• **Your task**
Every line from the one with "Check that one keypoint sits on every instance of the blue" through the end of the material below, both ends included, should be transcribed exactly, without pictures.

• • • • • • •

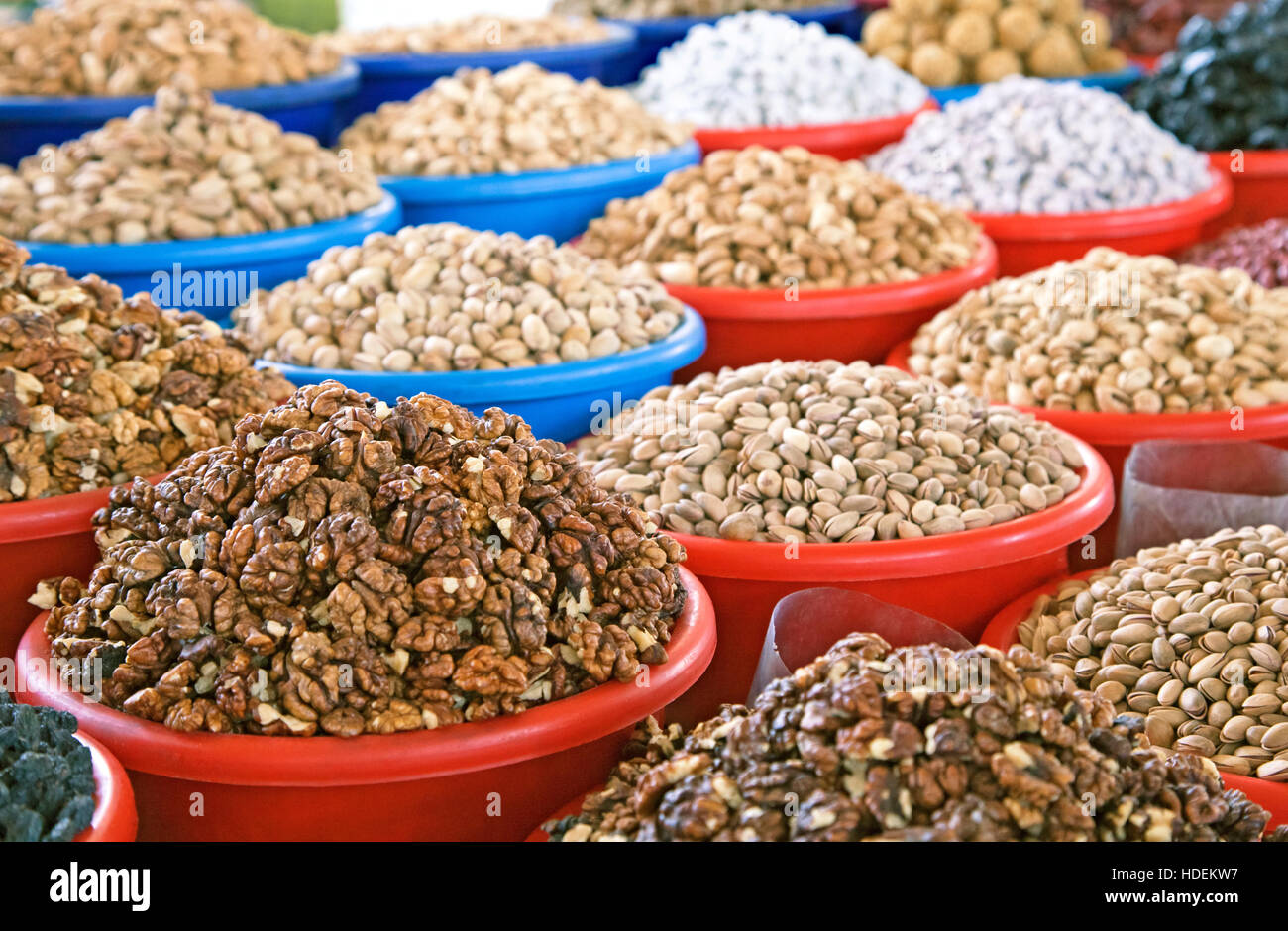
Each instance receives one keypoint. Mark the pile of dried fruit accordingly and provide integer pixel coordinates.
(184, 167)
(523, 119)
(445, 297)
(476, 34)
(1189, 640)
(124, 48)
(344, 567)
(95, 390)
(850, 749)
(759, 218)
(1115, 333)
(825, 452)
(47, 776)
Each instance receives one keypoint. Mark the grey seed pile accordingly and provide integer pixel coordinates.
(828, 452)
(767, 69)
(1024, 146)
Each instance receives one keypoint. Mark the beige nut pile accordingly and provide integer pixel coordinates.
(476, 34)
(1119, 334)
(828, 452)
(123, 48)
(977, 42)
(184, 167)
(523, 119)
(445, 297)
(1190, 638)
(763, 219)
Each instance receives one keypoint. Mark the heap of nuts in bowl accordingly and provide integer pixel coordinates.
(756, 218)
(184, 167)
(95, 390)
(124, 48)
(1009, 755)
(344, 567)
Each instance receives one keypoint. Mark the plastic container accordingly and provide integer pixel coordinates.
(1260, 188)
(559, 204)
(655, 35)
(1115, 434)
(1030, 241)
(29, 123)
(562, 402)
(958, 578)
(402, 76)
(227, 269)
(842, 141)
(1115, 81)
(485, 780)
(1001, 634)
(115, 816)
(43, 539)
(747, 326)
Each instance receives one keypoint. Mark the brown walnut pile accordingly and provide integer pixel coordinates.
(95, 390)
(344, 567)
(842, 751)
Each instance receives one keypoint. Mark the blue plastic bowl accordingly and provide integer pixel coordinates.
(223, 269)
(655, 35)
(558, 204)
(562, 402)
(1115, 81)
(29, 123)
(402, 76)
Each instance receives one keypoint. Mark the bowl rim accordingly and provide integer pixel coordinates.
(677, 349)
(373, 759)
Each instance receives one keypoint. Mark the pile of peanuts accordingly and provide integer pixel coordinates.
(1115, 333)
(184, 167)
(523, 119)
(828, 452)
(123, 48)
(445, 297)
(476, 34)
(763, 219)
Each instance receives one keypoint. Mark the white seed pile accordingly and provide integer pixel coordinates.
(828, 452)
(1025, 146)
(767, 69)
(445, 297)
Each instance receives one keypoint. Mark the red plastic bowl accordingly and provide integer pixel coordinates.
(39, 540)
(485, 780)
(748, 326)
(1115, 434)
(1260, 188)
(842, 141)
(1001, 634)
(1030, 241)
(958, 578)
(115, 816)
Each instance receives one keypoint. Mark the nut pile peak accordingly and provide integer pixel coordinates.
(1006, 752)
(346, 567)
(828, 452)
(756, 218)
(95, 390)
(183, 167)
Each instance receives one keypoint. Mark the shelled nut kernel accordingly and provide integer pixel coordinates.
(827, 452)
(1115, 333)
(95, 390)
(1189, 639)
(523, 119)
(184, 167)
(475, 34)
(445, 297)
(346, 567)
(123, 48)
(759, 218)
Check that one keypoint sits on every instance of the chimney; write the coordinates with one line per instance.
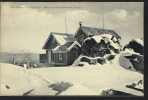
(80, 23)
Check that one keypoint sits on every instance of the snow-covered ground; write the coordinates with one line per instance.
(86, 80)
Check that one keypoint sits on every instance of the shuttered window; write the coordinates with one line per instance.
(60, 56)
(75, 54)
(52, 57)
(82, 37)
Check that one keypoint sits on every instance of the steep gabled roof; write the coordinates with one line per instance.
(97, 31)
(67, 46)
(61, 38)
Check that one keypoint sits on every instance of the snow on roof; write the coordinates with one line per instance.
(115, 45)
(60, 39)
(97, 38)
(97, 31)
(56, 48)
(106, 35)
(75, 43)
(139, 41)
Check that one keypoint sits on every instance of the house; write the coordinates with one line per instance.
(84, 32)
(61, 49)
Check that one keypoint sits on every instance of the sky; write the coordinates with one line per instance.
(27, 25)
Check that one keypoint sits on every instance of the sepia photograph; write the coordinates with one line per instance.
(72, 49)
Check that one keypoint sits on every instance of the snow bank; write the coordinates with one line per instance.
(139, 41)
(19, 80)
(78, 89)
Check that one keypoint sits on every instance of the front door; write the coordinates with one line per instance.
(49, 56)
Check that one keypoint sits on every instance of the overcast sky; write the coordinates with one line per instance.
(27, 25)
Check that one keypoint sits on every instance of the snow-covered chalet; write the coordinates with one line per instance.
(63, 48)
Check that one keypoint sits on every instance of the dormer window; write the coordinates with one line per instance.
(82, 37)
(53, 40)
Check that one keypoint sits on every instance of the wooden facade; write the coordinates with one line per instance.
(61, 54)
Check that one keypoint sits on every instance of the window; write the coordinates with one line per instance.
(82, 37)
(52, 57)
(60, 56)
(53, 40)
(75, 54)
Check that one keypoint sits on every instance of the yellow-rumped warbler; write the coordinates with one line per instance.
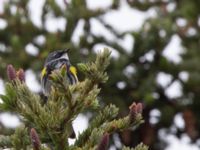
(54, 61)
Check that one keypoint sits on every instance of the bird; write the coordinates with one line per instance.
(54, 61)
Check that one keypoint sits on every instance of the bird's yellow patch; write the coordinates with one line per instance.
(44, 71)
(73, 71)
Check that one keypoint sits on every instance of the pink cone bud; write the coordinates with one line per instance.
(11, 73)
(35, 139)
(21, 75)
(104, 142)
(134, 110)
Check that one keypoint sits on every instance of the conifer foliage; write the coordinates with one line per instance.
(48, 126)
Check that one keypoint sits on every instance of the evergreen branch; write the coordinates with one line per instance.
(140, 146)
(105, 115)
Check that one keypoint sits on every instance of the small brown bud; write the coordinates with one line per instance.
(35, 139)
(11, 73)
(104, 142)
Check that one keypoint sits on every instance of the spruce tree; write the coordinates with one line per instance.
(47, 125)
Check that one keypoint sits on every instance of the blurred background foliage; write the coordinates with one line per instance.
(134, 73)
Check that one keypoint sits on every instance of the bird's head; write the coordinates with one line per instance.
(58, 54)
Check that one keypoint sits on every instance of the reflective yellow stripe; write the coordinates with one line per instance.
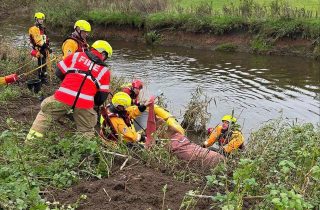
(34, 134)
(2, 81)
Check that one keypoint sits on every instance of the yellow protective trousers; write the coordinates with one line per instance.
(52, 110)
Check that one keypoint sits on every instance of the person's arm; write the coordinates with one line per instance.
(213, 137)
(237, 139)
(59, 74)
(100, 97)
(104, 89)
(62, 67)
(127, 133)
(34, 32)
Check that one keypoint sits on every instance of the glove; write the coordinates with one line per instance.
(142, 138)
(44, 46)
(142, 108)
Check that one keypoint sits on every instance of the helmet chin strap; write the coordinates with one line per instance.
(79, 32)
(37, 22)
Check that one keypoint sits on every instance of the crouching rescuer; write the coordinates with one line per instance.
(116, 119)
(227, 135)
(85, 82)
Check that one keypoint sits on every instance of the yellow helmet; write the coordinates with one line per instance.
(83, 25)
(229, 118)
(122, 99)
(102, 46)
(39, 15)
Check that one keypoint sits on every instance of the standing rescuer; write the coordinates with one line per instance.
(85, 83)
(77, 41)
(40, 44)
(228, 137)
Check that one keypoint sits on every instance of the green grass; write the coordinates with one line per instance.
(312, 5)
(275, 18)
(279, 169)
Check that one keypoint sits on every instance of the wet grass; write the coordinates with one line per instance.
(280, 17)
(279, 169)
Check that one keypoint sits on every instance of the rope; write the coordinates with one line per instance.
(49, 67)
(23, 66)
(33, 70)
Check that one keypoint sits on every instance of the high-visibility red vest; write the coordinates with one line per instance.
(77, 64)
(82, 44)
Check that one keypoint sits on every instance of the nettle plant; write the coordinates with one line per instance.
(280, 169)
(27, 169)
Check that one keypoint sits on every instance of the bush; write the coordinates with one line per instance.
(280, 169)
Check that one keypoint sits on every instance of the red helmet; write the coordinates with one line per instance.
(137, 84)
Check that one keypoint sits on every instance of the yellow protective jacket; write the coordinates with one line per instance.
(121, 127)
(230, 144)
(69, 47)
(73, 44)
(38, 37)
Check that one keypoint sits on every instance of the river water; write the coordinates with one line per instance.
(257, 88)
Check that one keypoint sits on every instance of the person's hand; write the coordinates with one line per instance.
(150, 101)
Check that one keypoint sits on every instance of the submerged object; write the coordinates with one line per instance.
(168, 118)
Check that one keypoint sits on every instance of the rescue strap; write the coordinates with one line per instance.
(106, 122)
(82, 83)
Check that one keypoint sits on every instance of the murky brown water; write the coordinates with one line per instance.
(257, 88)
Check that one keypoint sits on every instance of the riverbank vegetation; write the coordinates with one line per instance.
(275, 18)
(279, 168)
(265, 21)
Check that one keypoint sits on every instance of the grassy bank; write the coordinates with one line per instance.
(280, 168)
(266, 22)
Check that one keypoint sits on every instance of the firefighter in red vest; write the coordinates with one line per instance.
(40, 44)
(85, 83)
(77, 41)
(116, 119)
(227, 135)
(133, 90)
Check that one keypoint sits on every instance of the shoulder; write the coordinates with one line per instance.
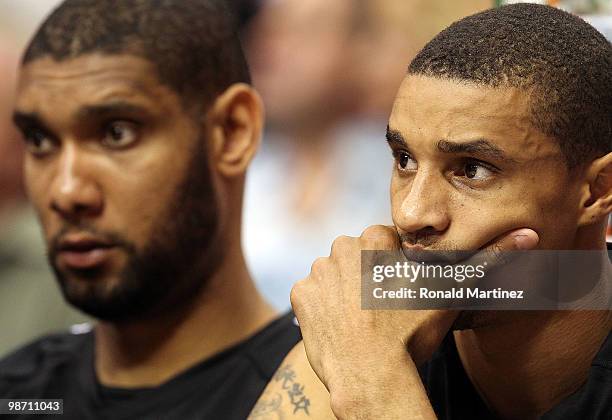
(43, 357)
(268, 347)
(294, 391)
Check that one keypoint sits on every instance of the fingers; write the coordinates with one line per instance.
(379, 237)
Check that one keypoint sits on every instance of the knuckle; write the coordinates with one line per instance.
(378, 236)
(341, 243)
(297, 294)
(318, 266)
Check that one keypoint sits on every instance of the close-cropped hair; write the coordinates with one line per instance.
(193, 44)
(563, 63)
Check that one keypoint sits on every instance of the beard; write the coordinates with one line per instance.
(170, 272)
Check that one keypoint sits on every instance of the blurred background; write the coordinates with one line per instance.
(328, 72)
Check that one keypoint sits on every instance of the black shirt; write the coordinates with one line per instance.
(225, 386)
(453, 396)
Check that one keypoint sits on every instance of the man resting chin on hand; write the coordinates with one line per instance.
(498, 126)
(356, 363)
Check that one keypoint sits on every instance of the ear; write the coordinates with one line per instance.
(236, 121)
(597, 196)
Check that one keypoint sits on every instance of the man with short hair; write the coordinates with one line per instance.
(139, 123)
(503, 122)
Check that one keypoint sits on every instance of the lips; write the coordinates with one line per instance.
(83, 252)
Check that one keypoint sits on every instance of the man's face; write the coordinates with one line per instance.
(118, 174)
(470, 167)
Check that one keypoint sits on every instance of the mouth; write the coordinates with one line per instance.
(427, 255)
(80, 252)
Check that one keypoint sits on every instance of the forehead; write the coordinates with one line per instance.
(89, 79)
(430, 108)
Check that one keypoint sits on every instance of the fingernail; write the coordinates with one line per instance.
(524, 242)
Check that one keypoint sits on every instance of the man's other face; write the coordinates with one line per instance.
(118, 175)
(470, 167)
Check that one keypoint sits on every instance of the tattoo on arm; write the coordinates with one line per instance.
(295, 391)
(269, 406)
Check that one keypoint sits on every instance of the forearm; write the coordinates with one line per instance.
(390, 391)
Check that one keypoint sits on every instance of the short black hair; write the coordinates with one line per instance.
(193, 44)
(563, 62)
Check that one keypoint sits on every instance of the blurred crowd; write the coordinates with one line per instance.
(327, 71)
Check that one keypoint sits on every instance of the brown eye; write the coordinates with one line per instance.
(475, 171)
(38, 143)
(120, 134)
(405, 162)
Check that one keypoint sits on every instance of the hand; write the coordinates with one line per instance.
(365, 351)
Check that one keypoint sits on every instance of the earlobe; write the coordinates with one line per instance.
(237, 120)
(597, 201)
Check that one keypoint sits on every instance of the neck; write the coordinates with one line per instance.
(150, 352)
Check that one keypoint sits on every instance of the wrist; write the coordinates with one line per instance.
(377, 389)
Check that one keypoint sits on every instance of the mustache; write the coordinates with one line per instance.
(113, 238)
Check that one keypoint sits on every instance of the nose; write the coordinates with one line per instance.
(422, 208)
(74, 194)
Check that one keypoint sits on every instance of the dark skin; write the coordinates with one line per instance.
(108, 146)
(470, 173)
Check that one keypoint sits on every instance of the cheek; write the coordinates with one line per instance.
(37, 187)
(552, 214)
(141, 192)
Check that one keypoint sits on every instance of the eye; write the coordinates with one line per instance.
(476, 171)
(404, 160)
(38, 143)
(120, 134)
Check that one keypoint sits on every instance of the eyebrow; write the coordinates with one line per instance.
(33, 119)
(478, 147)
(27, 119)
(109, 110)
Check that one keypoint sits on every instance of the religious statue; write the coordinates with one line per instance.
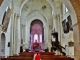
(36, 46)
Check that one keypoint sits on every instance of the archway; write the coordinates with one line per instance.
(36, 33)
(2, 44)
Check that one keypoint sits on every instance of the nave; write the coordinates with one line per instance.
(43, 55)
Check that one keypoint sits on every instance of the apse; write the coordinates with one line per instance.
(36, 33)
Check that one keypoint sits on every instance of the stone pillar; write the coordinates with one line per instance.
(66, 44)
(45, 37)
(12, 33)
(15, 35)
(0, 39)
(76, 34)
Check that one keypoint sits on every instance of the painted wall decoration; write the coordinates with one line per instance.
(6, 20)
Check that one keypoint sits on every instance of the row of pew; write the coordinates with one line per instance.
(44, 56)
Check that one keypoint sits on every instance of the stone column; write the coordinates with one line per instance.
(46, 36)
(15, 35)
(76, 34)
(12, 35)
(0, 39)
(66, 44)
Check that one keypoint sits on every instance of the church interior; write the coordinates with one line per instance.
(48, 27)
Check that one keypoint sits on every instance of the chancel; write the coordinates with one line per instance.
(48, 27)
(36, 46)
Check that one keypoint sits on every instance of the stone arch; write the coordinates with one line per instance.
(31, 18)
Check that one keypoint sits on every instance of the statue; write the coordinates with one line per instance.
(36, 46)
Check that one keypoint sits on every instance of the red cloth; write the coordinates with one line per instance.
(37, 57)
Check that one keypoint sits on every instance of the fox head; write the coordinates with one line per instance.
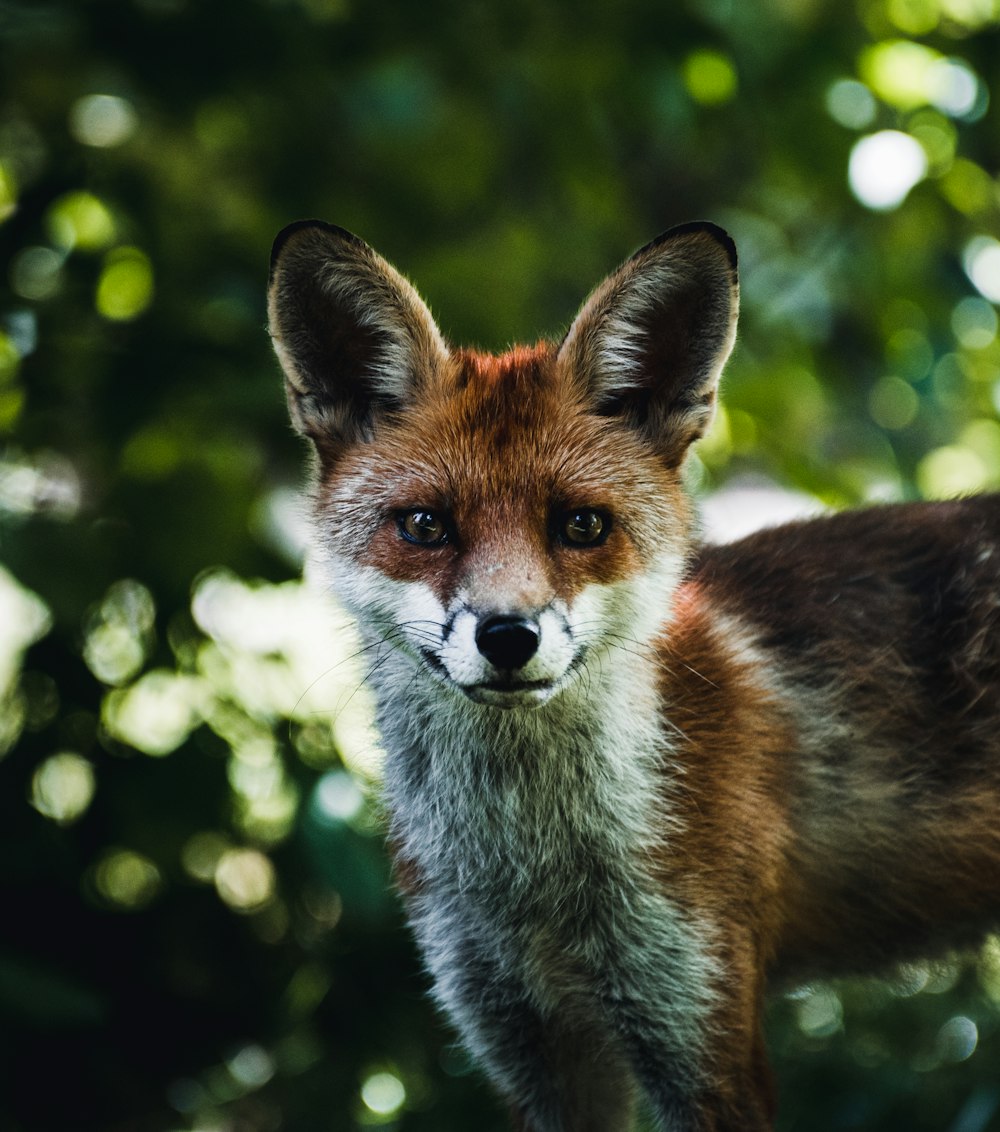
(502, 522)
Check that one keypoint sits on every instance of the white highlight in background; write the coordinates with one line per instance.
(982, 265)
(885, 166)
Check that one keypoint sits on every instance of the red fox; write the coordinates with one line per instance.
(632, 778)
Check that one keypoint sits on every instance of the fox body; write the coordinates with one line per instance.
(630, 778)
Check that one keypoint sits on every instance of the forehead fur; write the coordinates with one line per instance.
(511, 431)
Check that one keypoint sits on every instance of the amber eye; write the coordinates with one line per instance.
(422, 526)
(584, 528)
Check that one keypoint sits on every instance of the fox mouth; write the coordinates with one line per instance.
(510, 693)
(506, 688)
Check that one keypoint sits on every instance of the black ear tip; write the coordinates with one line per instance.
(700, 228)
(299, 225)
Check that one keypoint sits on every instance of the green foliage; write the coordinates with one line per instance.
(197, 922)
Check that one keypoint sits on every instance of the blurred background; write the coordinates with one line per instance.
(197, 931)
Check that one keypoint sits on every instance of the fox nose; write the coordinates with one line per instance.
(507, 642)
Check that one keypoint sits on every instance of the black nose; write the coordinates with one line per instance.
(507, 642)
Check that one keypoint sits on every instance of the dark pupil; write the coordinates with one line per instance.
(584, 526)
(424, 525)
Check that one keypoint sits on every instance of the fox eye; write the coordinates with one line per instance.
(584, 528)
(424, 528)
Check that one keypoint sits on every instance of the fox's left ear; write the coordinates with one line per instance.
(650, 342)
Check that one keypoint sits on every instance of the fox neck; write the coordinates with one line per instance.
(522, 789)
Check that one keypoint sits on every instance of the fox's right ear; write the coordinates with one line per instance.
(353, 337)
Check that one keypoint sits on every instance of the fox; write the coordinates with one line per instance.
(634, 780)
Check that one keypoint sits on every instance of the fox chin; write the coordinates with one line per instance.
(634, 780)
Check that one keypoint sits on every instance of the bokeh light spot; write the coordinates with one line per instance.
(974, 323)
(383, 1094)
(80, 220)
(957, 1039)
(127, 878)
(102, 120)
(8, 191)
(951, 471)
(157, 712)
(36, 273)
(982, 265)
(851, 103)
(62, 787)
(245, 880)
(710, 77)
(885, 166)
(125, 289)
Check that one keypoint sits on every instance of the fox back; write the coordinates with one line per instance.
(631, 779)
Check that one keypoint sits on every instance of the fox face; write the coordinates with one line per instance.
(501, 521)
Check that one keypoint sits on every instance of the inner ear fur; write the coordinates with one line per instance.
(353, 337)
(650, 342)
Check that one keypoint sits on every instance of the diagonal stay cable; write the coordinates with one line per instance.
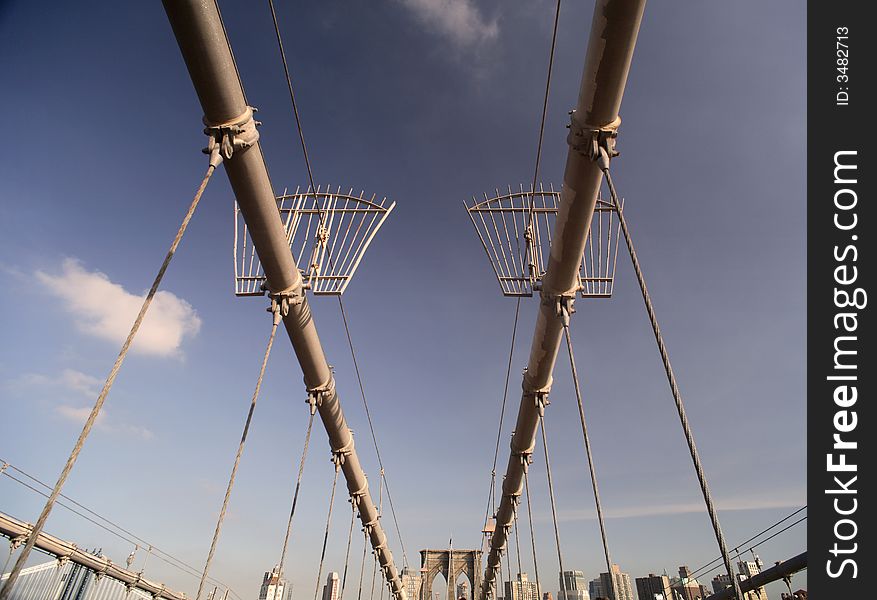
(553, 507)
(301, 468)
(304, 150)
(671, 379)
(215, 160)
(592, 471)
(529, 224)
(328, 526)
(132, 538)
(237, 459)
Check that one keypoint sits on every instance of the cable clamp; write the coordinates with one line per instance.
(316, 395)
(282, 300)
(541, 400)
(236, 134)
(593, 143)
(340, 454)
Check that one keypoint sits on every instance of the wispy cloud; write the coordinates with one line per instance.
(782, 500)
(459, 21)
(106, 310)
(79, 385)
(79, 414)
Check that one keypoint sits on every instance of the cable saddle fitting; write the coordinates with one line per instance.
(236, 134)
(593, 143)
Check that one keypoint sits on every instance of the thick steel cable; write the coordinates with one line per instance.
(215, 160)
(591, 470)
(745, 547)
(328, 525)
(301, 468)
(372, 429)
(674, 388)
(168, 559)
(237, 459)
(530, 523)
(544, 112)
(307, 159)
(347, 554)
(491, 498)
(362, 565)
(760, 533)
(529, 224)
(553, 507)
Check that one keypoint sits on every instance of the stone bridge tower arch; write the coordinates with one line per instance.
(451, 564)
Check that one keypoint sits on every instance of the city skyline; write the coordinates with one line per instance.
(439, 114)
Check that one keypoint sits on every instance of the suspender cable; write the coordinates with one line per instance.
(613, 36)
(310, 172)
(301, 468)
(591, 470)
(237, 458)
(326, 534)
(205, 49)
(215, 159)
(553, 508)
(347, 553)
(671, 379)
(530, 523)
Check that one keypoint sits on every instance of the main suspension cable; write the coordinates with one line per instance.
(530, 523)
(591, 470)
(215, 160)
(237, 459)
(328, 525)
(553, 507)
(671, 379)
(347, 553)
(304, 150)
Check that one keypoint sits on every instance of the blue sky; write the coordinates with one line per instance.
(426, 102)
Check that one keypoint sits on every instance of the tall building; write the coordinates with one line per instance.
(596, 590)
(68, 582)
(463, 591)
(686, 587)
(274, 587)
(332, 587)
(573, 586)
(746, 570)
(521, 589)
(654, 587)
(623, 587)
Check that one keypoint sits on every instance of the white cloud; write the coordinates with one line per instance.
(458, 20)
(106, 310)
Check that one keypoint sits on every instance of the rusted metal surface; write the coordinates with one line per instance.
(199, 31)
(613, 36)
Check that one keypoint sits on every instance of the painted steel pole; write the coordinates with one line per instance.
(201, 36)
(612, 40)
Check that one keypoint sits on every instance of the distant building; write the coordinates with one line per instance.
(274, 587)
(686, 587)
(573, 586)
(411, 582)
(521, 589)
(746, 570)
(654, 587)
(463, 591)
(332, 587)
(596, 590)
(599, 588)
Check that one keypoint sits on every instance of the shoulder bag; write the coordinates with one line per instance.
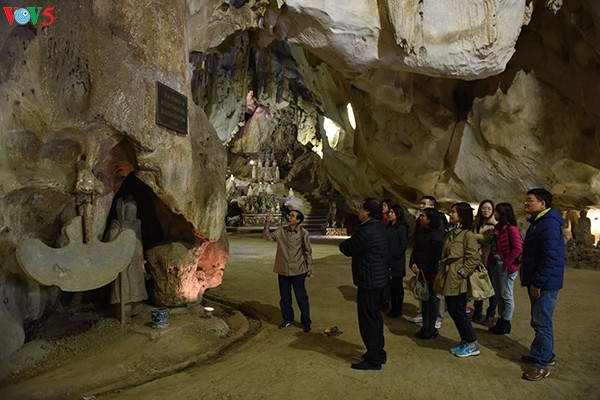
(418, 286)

• • • • • • •

• **Solution to the exercise**
Check that one keypoint sits on every instance of the blue sky; write the coordinates with one line per instance.
(426, 102)
Check that one keypoint sits on every instance of the tall building; write the coordinates with one line per instance.
(596, 590)
(68, 582)
(463, 591)
(686, 587)
(274, 587)
(332, 587)
(573, 586)
(746, 570)
(521, 589)
(654, 587)
(623, 587)
Check that one keypoint sits on every instance of the white cloud; write the coordinates with one line per instance.
(458, 20)
(106, 310)
Check that one keypoint sits on every instance of the rusted metal surface; write the coordinates with one line per instance.
(199, 31)
(613, 36)
Check that one keypoint sits on every instance of the painted steel pole; write the coordinates with one line per instance.
(201, 36)
(612, 40)
Check that one keypoint sits on every instance of the distant building; write the coordinates with one line per instance.
(274, 587)
(686, 587)
(573, 586)
(411, 582)
(521, 589)
(746, 570)
(654, 587)
(463, 591)
(332, 587)
(596, 590)
(599, 588)
Check that one keypoint sits on every instance of the shoulder bag; write the coordinates with one line per instance.
(418, 286)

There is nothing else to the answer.